* PASSAGE SHOWN
<<<<
Black British community activist (1939– 2018)

Rhodan Gordon (9 November 1939 – 8 May 2018) was a Black British community activist, who migrated to London from Grenada in the 1960s. He came to public attention in 1970 as one of the nine protestors, known as the Mangrove Nine, arrested and tried on charges that included conspiracy to incite a riot, following a protest against repeated police raids of The Mangrove restaurant in Notting Hill, London. They were all acquitted of the most serious charges and the trial became the first judicial acknowledgement of behaviour (the repeated raids) motivated by racial hatred, rather than legitimate crime control, within the Metropolitan Police.

==Biography==
Gordon was born in the rural town of Paradise in Saint Andrew's Parish, Grenada, where he attended Grenada Boys' School, before studying agriculture in Trinidad. On graduating, he returned to Grenada, where he worked in government service for 18 months before travelling to Britain in 1960 for further studies.
>>>>
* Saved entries
<<<<
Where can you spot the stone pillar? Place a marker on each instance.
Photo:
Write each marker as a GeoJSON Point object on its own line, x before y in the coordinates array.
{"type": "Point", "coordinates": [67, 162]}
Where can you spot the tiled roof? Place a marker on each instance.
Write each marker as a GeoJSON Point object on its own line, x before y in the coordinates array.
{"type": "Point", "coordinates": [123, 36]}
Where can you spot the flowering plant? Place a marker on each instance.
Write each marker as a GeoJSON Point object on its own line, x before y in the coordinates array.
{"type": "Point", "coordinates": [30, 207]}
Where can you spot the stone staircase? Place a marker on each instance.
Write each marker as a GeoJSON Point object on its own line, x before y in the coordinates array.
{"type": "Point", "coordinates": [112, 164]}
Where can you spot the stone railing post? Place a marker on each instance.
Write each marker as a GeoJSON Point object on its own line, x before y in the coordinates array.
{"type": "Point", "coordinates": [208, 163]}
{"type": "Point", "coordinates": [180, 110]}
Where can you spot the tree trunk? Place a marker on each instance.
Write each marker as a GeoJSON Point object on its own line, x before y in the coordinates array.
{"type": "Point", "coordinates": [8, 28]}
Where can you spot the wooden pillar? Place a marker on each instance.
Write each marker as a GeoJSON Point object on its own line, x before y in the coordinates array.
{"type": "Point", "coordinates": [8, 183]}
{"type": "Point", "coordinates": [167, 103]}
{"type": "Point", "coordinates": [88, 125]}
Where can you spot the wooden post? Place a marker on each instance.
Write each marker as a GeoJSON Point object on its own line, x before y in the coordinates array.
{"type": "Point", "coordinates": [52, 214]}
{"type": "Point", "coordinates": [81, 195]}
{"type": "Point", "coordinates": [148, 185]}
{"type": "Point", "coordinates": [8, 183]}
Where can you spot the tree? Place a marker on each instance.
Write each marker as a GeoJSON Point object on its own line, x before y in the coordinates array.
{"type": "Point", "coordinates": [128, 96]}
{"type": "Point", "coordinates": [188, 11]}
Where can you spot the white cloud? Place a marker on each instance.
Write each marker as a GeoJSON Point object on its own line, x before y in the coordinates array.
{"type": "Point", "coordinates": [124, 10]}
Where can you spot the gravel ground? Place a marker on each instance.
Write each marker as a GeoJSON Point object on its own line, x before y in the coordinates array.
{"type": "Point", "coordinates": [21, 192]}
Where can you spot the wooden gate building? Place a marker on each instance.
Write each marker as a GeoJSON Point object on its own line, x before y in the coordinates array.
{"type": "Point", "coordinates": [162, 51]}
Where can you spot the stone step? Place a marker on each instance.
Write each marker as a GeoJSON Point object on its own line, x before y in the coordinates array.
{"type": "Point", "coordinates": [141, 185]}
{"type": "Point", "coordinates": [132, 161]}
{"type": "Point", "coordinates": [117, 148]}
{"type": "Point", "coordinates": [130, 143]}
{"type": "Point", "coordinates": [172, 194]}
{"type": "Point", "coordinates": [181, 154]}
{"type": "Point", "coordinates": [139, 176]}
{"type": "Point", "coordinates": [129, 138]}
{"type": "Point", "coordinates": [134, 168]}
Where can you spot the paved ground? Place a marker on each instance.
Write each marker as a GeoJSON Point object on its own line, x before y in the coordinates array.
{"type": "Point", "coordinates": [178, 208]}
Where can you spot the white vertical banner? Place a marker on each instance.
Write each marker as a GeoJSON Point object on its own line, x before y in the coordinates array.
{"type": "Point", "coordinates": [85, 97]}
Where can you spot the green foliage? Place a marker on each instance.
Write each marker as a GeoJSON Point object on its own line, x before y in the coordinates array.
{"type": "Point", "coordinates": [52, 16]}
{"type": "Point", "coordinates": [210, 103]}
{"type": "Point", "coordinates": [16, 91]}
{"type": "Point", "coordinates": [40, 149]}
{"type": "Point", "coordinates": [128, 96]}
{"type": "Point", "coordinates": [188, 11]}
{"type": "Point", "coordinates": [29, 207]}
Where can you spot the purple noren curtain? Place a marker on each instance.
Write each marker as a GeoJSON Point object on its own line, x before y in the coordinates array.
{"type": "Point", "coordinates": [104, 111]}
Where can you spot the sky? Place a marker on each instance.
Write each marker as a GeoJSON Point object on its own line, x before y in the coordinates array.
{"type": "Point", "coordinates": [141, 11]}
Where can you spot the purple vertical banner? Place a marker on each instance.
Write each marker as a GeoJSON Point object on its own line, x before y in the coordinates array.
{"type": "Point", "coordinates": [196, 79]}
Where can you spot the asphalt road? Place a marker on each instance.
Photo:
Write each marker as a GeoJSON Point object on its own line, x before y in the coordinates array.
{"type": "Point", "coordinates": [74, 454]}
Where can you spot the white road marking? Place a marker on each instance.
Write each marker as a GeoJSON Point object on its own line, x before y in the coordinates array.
>>>>
How does the account of Rhodan Gordon's life go on after his 1960 move to Britain? Write the next part of the account. The data plays no part in what you're asked to do here.

In the late 1960s, Gordon opened Back-a-yard, a Caribbean café, bookshop and cultural centre at 301–303 Portobello Road in Notting Hill, west London, which like other Black venues would attract police attention. In 1970, he was one of the Mangrove Nine, a group of Black activists tried for inciting a riot at a protest against the police targeting of the Mangrove Restaurant, Notting Hill. The trial lasted 55 days, and the jury deliberated for more than eight hours before all defendants were cleared of the main charge – inciting a riot – with Gordon along with Rupert Boyce, Anthony Innis and Altheia Jones-LeCointe receiving suspended sentences for lesser offences, including affray and assaulting police officers.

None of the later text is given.